Instruction:
Everything from the line containing "Each instance of the hole" to the last line of the records must be returned verbatim; nothing else belongs in the output.

Data listing:
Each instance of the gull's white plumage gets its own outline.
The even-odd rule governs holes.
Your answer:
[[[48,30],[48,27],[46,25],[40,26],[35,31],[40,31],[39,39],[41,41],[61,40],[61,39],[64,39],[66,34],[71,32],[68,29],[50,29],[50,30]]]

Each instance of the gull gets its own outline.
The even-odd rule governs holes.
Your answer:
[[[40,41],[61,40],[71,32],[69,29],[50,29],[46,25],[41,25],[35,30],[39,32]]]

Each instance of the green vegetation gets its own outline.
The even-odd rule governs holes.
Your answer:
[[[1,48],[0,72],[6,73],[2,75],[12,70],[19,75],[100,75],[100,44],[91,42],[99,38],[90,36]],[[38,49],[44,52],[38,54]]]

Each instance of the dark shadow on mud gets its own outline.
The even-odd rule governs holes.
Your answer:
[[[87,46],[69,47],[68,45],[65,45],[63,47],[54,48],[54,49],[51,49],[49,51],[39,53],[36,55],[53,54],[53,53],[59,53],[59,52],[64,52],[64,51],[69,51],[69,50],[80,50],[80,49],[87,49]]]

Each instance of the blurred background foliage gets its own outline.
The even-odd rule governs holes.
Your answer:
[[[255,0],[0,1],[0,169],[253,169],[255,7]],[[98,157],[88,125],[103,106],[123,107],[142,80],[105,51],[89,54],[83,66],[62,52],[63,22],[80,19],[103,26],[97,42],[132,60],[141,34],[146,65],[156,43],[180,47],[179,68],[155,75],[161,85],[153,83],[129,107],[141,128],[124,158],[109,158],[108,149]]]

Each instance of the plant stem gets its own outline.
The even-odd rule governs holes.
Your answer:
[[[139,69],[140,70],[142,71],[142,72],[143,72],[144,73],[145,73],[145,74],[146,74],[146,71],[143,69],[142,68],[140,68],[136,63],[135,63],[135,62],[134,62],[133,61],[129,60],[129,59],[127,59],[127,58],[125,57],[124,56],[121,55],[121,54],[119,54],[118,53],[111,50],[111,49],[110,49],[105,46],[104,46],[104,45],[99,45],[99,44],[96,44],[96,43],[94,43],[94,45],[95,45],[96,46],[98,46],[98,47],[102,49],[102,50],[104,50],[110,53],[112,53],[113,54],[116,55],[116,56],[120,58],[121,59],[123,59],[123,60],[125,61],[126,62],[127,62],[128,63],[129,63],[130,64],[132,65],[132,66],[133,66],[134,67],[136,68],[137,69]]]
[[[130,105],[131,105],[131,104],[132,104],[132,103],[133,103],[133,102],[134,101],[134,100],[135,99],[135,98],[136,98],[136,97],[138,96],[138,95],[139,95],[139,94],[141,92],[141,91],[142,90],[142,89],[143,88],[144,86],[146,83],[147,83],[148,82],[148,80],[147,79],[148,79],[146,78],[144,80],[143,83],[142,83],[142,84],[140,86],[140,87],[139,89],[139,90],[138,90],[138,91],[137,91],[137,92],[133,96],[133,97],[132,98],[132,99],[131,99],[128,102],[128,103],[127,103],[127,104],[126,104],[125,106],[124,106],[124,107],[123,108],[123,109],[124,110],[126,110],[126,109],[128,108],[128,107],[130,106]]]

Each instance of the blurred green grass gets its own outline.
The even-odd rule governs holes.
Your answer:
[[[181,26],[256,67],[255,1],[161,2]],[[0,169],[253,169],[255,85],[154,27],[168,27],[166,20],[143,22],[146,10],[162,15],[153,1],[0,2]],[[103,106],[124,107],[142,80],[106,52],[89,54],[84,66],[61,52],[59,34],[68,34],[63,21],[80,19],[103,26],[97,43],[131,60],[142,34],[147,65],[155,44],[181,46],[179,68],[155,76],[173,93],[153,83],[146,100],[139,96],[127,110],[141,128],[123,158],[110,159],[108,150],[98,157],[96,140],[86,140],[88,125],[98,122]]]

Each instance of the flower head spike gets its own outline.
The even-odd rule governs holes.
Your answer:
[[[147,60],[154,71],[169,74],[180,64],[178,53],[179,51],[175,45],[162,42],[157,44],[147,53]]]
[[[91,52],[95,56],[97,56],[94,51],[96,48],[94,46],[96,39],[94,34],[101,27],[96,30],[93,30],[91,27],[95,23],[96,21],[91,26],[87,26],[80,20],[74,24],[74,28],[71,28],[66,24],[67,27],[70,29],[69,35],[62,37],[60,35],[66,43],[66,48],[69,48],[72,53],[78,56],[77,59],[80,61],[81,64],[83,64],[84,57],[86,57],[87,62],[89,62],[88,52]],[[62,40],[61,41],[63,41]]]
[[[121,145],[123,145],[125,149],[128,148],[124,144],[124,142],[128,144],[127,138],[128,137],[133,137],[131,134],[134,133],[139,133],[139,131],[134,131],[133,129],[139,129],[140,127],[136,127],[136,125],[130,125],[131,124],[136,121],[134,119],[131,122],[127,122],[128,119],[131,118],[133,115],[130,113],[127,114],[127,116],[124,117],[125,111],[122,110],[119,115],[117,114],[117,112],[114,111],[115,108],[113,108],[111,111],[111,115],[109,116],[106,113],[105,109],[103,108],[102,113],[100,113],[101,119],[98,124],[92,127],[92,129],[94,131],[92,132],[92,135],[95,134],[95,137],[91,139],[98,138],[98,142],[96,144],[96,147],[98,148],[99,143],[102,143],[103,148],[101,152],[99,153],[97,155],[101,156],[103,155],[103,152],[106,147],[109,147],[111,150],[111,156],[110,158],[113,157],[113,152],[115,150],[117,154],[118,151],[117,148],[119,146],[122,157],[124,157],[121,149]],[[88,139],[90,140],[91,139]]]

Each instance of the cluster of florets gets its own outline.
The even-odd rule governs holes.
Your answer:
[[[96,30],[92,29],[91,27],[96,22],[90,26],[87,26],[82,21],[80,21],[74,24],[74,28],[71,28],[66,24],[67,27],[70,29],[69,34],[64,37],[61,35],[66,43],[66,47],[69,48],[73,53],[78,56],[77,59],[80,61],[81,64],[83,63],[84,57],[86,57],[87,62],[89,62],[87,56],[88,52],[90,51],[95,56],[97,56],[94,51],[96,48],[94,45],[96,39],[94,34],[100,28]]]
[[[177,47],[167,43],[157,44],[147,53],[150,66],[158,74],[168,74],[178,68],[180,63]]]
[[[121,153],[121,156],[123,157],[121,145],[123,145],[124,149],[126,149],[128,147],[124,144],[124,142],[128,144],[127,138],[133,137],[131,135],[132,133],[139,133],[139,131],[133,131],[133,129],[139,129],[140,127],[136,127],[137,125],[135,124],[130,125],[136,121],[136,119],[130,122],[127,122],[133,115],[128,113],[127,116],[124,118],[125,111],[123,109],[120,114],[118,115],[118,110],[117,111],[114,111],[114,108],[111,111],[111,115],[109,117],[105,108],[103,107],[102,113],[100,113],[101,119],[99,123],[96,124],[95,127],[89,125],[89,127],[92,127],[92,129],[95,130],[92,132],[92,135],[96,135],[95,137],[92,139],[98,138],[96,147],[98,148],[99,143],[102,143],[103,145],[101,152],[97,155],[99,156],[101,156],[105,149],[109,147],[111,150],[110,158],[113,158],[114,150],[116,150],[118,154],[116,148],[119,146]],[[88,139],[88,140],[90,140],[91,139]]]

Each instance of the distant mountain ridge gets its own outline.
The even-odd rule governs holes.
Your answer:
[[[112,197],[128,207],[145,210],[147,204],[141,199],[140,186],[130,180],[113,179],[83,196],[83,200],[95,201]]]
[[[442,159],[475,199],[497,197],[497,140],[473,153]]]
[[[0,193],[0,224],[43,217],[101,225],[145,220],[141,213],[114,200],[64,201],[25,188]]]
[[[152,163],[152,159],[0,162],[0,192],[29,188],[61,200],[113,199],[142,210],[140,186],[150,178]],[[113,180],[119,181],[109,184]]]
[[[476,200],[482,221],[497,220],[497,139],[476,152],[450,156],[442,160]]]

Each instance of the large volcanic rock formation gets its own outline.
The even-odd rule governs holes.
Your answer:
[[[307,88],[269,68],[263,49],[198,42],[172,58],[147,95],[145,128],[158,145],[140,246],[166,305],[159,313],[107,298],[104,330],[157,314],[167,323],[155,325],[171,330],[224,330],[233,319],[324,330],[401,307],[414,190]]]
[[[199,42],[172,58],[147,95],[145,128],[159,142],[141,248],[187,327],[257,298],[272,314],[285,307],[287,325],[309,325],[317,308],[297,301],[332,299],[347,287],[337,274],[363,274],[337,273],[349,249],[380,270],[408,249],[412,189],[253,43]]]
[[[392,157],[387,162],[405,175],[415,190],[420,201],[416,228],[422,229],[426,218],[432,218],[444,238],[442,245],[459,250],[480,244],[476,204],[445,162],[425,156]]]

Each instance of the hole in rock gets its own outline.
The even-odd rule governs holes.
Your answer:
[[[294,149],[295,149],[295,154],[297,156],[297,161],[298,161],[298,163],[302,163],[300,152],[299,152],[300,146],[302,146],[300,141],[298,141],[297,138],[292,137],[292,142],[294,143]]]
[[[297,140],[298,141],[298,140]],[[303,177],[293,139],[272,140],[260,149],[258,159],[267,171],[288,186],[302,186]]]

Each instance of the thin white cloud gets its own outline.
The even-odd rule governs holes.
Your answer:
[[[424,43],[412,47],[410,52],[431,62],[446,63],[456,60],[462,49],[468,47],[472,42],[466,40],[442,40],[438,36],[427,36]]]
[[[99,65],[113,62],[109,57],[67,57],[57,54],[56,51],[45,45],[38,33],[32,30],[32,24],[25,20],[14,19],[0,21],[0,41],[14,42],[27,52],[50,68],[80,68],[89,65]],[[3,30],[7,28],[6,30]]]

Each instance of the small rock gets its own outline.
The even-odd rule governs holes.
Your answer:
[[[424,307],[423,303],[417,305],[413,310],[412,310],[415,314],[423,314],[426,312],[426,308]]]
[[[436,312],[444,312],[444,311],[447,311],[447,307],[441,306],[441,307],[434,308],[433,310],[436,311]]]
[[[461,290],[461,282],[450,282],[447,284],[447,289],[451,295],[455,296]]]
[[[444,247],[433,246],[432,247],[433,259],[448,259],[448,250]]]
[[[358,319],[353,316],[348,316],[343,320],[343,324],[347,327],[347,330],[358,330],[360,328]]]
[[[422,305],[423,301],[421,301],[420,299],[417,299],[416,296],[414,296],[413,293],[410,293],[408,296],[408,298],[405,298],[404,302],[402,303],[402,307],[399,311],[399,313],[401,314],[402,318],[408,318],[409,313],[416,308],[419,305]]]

Worked solution:
Each instance of the hole in rock gets its own outline.
The even-odd rule governs holes.
Your answer:
[[[294,149],[295,149],[295,154],[297,156],[297,161],[298,161],[298,163],[302,163],[300,152],[299,152],[300,146],[302,146],[300,141],[298,141],[297,138],[292,137],[292,142],[294,143]]]
[[[297,140],[298,141],[298,140]],[[303,177],[293,139],[272,140],[260,149],[258,159],[267,171],[288,186],[302,186]]]

Each instance of the thin white cloud gets its own outline.
The even-odd rule governs holes.
Your answer:
[[[424,43],[412,47],[410,52],[431,62],[446,63],[456,60],[462,49],[468,47],[472,42],[466,40],[442,40],[438,36],[427,36]]]
[[[99,65],[113,62],[109,57],[67,57],[57,54],[56,51],[45,45],[38,33],[32,30],[32,24],[25,20],[14,19],[0,21],[0,41],[14,42],[27,52],[50,68],[80,68],[89,65]],[[3,30],[7,28],[6,30]]]

Each instance of the small rock gets its own outline.
The even-odd rule governs holes.
Your answer:
[[[424,307],[423,303],[417,305],[413,310],[412,310],[415,314],[423,314],[426,312],[426,308]]]
[[[436,312],[444,312],[444,311],[447,311],[447,307],[441,306],[441,307],[434,308],[433,310],[436,311]]]
[[[461,290],[461,282],[450,282],[447,284],[447,289],[451,295],[455,296]]]
[[[444,247],[433,246],[432,247],[433,259],[448,259],[448,250]]]
[[[358,319],[353,316],[348,316],[343,320],[343,324],[347,327],[347,330],[358,330],[360,328]]]
[[[422,305],[423,301],[421,301],[420,299],[417,299],[416,296],[414,296],[413,293],[410,293],[408,296],[408,298],[405,298],[404,302],[402,303],[402,307],[399,311],[399,313],[401,314],[402,318],[408,318],[409,313],[416,308],[419,305]]]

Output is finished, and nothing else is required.